▶ WORK TO BE COMPLETED:
Only the pictures are to be dropped; return all other data below exactly.

*** THE RECORDS Section Begins ***

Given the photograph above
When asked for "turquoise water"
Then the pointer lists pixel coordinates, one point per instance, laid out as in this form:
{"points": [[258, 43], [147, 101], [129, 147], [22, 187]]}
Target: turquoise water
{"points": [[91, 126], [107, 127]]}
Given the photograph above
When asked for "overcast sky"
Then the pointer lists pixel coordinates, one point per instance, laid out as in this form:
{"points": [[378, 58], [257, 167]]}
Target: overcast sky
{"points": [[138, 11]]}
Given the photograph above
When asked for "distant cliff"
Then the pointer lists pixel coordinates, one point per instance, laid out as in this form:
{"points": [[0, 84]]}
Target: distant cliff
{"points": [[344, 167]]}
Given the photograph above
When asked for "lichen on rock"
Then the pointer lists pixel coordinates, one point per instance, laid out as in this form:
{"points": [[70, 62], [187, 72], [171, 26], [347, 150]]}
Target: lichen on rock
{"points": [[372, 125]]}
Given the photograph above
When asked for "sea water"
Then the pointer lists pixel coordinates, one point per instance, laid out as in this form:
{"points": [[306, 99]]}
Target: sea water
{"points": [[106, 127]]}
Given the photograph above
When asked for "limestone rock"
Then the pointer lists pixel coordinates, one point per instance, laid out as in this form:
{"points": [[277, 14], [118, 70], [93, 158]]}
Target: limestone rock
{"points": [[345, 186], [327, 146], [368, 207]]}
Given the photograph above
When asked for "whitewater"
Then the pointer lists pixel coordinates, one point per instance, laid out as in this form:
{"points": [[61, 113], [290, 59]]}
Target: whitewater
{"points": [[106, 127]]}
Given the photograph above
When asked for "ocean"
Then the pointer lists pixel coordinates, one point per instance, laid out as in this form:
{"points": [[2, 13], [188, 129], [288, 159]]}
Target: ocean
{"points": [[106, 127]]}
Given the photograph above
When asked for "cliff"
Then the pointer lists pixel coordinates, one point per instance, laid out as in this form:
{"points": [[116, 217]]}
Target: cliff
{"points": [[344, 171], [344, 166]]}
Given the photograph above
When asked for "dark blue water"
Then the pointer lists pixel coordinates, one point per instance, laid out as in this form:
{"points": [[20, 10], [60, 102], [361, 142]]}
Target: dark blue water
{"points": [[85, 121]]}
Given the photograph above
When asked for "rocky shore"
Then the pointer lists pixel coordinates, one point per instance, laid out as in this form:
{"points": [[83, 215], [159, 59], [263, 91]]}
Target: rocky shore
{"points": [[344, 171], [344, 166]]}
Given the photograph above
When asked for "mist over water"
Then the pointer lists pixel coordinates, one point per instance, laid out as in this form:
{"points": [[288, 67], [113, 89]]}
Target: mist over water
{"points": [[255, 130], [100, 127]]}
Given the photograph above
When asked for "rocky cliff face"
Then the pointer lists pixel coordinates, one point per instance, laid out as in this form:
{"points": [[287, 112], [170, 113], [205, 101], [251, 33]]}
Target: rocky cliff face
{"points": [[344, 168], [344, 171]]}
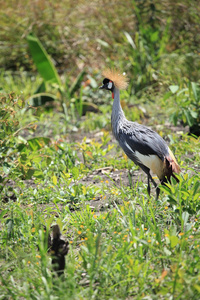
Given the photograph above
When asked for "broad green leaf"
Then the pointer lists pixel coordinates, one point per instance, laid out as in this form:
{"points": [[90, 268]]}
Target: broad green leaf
{"points": [[196, 90], [103, 43], [41, 99], [185, 217], [173, 88], [38, 174], [130, 40], [42, 60], [189, 118], [37, 143], [174, 241], [77, 83]]}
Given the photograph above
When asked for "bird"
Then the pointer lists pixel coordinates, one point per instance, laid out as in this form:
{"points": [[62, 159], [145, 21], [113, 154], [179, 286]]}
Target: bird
{"points": [[58, 249], [145, 147]]}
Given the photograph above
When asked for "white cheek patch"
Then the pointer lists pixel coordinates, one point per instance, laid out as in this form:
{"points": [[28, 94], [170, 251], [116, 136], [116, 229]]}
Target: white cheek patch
{"points": [[110, 85]]}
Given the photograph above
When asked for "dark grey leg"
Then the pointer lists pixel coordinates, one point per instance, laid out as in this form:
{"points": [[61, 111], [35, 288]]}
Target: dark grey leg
{"points": [[155, 184], [148, 187]]}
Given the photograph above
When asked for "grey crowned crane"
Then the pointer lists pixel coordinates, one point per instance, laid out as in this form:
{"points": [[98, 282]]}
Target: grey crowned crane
{"points": [[145, 147]]}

*** THE RECORDS Section Ends ***

▶ RESPONSE:
Given the photograph above
When asked for "turquoise water"
Then the pointer lists pixel coordinates, one point per instance, laid out as in this form:
{"points": [[258, 43], [147, 101], [129, 147], [22, 187]]}
Target: turquoise water
{"points": [[91, 126], [107, 127]]}
Given the photograph above
When asked for "overcast sky"
Then the pointer lists pixel coordinates, one point per instance, laid out as in this form:
{"points": [[378, 58], [257, 167]]}
Target: overcast sky
{"points": [[138, 11]]}
Given the photograph above
When asked for "distant cliff"
Then the pointer lists pixel coordinates, one point per instance, laid out as in this form:
{"points": [[0, 84]]}
Target: distant cliff
{"points": [[344, 167]]}
Given the photograph above
When asked for "lichen on rock"
Then the pointer lists pixel coordinates, one point per instance, laid out as in this form:
{"points": [[70, 62], [187, 72], [171, 26], [347, 150]]}
Target: lichen on rock
{"points": [[372, 125]]}
Given the photograph above
When asked for "sea water"
Then the pointer lists pixel coordinates, one point per instance, laid out as in this form:
{"points": [[306, 99]]}
Target: sea water
{"points": [[106, 127]]}
Given the photograph above
When asked for "limestone rock"
Then the pointer lists pixel coordinates, one point per instance, laid out as in this form:
{"points": [[277, 14], [118, 70], [93, 158]]}
Target: limestone rock
{"points": [[345, 186], [327, 146], [368, 207]]}
Given the photograph above
When asked for "whitewater"
Then the pointer lists pixel coordinates, one point per instance, laid out as in this form:
{"points": [[61, 113], [290, 59]]}
Target: whitewater
{"points": [[106, 127]]}
Given the photograph above
When asked for "ocean"
Then the pointer lists pixel coordinates, one point per instance, laid out as in this form:
{"points": [[2, 13], [188, 129], [288, 159]]}
Target: ocean
{"points": [[106, 127]]}
Given the photograph above
When asked for "cliff"
Then the pointer lists pixel coordinates, one point per instance, laid out as in this form:
{"points": [[116, 217]]}
Target: cliff
{"points": [[344, 171], [344, 166]]}
Given the photograph above
When asked for "dark blue water"
Then the pointer lists pixel coordinates, one point per instance, laid out as in this form:
{"points": [[20, 10], [60, 102], [361, 142]]}
Target: dark blue water
{"points": [[85, 121]]}
Given the photograph above
When asked for "rocky shore"
Then the pointer lists pixel coordinates, one point per instance, laid out as in this form:
{"points": [[83, 215], [159, 59], [263, 91]]}
Target: rocky shore
{"points": [[344, 171], [344, 166]]}
Given the photograph above
When asked for "mist over water"
Then the pointer lists pixel coordinates, one point per instance, laid out as in this form:
{"points": [[288, 67], [113, 89]]}
Target: mist over water
{"points": [[255, 130], [100, 127]]}
Given the photograph above
When asked for "rocky cliff face"
Then the pointer lists pixel coordinates, one point per instance, laid out as in this form:
{"points": [[287, 112], [170, 113], [205, 101], [251, 33]]}
Target: rocky cliff face
{"points": [[344, 168], [344, 171]]}
Given the photograph above
When asked for "broad green leaf"
Then the pointer lists pixel coordinates, one point per instance, laid out as in this form:
{"points": [[90, 268]]}
Target: broad green leaf
{"points": [[196, 90], [103, 43], [41, 99], [185, 217], [173, 88], [38, 174], [130, 40], [42, 60], [189, 118], [37, 143], [174, 241], [77, 83]]}
Given the photograph above
When asked for "bird"
Then the pointer lists pixel coordinates, one point per instance, laid out as in this form:
{"points": [[62, 159], [145, 21], [113, 154], [179, 286]]}
Target: bird
{"points": [[58, 249], [145, 147]]}
Given the photograph above
When asked for "white cheek patch"
Then the pointer lists pixel coordinates, one point per instance, laid out as in this form:
{"points": [[28, 94], [170, 251], [116, 136], [116, 229]]}
Target: white cheek patch
{"points": [[110, 85]]}
Given the photograph above
When asked for "dark grey leg"
Then the pointer lists pixel coordinates, one point per instance, laid out as in this form:
{"points": [[61, 111], [35, 288]]}
Target: dark grey leg
{"points": [[155, 184], [148, 187]]}
Given the photograph above
When asked for "grey crowned crane"
Then the pointer lists pixel coordinates, one point per instance, laid out as in this form:
{"points": [[98, 282]]}
Target: grey crowned crane
{"points": [[145, 147]]}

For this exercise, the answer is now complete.